Dataset entries:
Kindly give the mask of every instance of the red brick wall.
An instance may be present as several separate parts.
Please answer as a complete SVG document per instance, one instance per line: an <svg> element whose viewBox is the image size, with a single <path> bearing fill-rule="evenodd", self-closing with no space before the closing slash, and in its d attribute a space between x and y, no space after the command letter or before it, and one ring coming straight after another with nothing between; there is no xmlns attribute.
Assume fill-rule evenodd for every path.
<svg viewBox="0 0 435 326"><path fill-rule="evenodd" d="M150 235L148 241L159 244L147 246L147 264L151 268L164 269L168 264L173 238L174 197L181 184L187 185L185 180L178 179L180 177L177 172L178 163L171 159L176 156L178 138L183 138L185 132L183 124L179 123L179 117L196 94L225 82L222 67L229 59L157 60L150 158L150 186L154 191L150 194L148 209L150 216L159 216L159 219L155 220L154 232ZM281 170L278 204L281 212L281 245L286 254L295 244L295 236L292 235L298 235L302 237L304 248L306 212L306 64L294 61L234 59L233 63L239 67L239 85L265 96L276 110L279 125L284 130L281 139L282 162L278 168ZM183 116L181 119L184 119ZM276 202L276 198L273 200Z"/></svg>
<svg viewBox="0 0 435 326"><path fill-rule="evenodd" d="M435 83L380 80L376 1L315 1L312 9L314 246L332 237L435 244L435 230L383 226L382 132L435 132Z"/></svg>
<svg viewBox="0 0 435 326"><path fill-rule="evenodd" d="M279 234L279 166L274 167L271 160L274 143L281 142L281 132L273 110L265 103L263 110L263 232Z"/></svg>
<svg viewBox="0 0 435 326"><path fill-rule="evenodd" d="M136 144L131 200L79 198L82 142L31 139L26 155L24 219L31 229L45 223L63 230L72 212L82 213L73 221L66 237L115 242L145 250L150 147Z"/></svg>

Objective:
Every line of the records above needs to be given again exactly.

Exercise response:
Kindly give the mask of every instance of the red brick wall.
An instance may be present as several separate parts.
Please answer as a complete SVG document per instance, one instance per line: an <svg> element whose viewBox is the image size, with a single <path> bearing fill-rule="evenodd", self-closing with no space before the closing slash, and in its d attribute a space between x and y, no space after the command letter or before it, and one ring coming straight after another with nothing between; there is no xmlns attribute.
Assume fill-rule evenodd for every path.
<svg viewBox="0 0 435 326"><path fill-rule="evenodd" d="M150 235L148 241L159 244L147 246L147 264L151 268L164 269L168 264L173 238L174 197L181 184L187 185L185 180L178 179L180 177L177 172L178 163L171 159L176 156L178 138L183 138L185 132L183 124L179 123L179 117L196 94L225 82L222 67L229 59L157 60L150 158L150 186L154 191L150 194L148 209L150 216L159 216L159 219L155 220L154 232ZM281 170L278 204L281 212L281 245L286 254L295 244L295 236L292 235L298 235L302 237L304 248L306 212L306 64L294 61L234 59L233 63L239 67L239 85L265 96L276 110L279 125L284 130L281 139L282 162L278 168ZM183 116L181 119L184 119ZM276 202L276 198L273 200Z"/></svg>
<svg viewBox="0 0 435 326"><path fill-rule="evenodd" d="M435 83L380 80L376 1L315 1L312 9L314 246L332 237L435 244L435 230L383 226L382 132L435 132Z"/></svg>
<svg viewBox="0 0 435 326"><path fill-rule="evenodd" d="M279 234L279 166L274 167L271 160L274 143L281 142L281 132L273 110L265 103L263 110L263 232Z"/></svg>
<svg viewBox="0 0 435 326"><path fill-rule="evenodd" d="M136 144L131 200L79 198L82 142L31 139L26 155L24 219L31 229L45 223L63 230L72 212L82 213L73 221L66 237L115 242L145 250L150 147Z"/></svg>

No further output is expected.